● Exercise objective
How many lines in the records below contain the string "player"? Reply with the number alone.

● Stored records
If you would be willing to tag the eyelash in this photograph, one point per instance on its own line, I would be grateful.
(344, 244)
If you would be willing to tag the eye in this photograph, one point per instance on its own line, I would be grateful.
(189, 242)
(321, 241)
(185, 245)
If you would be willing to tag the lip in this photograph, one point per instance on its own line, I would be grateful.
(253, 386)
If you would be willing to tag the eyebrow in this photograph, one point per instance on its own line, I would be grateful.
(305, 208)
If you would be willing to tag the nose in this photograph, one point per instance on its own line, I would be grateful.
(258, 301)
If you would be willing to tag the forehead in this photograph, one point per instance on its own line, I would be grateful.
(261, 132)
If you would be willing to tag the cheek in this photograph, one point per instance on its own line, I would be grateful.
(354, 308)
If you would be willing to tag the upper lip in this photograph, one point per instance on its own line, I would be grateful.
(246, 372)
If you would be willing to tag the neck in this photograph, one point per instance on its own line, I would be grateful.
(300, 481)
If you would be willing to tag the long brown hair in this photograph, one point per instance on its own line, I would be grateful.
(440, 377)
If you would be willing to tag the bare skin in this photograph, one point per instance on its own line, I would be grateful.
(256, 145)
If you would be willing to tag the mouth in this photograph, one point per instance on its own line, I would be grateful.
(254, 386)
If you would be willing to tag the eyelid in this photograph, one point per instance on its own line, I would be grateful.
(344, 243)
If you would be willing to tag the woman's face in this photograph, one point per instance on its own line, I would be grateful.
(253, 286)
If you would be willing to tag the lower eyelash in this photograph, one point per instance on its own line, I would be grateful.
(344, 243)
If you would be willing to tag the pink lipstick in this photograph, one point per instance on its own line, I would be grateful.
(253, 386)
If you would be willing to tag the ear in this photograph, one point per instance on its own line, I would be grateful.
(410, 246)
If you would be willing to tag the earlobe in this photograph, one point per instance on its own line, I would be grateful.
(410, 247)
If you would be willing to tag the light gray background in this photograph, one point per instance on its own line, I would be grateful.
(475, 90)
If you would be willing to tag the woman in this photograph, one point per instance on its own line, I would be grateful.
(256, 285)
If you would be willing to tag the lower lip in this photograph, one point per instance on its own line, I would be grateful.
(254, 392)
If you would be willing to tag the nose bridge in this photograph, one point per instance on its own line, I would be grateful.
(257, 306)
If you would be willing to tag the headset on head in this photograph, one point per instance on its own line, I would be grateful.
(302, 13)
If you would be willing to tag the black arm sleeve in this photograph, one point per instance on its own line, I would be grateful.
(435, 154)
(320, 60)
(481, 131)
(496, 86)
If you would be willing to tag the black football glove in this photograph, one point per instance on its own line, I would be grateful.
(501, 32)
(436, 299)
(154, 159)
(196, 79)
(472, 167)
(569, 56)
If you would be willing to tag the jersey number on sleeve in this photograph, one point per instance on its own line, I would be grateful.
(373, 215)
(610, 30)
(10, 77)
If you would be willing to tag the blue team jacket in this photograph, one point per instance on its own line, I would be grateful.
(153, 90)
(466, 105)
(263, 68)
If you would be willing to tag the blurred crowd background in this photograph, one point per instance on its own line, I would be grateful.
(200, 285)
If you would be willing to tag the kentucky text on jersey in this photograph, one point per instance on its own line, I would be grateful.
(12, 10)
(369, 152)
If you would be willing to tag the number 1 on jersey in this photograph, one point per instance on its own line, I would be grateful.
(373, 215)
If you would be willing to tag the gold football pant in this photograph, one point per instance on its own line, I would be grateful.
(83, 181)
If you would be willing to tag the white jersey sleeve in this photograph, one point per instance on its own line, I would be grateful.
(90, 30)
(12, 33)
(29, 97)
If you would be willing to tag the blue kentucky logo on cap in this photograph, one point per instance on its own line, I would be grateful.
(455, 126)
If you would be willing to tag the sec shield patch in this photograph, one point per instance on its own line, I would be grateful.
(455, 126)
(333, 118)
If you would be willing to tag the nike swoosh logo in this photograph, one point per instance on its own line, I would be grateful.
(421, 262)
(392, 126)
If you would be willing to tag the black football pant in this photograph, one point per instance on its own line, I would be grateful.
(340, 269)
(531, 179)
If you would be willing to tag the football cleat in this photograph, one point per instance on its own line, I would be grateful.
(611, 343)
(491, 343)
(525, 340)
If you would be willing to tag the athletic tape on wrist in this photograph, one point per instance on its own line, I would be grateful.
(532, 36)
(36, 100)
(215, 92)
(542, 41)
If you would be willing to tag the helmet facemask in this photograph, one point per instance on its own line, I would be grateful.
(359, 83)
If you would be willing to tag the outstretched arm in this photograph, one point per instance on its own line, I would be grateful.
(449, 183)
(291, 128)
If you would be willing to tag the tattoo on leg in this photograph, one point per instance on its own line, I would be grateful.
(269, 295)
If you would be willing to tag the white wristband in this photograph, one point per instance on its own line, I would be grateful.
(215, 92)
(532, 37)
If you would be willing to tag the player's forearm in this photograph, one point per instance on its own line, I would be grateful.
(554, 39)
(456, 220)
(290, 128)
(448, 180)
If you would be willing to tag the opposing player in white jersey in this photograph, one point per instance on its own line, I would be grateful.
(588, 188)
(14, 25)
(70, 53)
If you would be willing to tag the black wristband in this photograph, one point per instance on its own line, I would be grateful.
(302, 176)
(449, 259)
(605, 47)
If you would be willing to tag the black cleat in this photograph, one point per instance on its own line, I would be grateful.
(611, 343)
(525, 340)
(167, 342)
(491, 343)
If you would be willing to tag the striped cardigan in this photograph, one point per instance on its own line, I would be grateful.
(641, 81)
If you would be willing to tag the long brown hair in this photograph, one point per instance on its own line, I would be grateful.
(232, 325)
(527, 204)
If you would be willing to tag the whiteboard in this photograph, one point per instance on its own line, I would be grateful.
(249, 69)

* * *

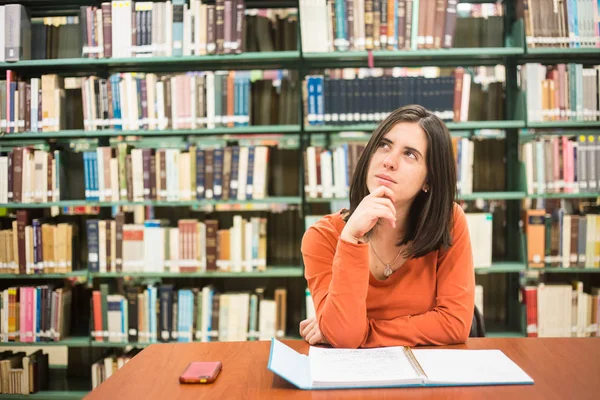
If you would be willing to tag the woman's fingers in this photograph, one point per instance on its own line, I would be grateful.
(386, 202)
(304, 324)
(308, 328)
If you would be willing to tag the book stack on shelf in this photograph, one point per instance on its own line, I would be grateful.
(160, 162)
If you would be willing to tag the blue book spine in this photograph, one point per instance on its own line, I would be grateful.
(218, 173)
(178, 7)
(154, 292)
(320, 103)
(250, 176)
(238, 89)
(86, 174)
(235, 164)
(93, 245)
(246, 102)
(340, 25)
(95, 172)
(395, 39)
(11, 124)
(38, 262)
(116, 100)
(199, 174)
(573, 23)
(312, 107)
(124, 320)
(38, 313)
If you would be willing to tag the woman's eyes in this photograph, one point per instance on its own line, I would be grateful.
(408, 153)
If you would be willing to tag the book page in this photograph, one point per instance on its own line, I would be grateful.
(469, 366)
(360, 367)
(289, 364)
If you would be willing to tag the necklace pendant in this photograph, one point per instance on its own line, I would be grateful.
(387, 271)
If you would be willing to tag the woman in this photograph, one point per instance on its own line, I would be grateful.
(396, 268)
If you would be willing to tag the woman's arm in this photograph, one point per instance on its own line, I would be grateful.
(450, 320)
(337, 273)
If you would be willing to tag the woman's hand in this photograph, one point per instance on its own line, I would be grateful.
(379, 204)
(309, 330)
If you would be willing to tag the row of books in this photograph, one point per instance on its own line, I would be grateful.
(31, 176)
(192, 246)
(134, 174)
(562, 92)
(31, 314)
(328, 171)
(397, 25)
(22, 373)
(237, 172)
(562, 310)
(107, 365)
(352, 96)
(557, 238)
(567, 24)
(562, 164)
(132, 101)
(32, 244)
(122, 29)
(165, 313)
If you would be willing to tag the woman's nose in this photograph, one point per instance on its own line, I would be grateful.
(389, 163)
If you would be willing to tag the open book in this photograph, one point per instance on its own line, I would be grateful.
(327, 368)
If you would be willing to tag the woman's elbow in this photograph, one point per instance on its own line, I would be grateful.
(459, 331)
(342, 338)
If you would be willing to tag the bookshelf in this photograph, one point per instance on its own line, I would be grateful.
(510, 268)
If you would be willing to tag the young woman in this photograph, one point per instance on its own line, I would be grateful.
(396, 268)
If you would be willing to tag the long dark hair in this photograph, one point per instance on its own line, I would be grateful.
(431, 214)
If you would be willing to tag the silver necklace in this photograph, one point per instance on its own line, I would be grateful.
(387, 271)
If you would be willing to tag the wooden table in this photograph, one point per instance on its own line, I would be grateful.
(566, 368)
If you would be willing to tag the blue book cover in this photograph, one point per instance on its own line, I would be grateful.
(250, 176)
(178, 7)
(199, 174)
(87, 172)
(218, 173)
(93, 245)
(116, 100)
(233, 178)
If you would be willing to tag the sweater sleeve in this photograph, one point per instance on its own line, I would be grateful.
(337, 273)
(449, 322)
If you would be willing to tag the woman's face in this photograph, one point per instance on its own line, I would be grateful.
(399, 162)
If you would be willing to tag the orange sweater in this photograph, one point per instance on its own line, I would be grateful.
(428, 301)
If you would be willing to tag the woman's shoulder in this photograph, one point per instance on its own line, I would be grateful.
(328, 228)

● Exercise solution
2